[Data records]
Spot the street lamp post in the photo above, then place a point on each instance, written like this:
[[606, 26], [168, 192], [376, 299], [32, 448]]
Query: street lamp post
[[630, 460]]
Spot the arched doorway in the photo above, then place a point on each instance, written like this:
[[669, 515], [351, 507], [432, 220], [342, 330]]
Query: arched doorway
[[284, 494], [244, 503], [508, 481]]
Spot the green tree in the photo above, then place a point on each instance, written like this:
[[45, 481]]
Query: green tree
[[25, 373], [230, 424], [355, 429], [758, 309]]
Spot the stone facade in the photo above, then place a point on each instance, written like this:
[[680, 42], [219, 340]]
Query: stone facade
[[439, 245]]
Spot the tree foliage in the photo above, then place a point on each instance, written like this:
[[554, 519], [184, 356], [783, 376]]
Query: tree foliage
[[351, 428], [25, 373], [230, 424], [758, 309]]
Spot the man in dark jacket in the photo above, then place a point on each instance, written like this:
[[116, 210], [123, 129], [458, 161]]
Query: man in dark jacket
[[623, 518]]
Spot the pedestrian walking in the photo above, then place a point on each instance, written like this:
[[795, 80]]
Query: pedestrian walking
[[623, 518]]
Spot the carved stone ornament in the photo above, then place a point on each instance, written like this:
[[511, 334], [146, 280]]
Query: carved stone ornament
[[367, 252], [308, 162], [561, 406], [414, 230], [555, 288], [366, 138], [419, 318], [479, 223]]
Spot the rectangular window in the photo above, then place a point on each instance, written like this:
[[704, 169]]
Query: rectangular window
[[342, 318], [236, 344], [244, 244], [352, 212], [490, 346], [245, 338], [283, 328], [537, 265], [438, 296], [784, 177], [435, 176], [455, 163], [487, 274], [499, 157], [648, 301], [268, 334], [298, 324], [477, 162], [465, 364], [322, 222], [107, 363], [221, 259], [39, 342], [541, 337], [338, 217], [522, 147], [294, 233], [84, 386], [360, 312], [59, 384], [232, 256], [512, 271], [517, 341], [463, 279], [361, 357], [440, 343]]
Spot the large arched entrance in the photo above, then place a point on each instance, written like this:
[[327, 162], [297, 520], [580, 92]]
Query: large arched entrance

→ **SHORT EXERCISE**
Copy word for word the lines of the material from the line that contains "Spot the large" through the end of the material.

→ **FINAL RESULT**
Spot the large arched entrance in the photo above, then place a point on each instance, written like this:
[[327, 162], [297, 520], [580, 92]]
Query: large arched entrance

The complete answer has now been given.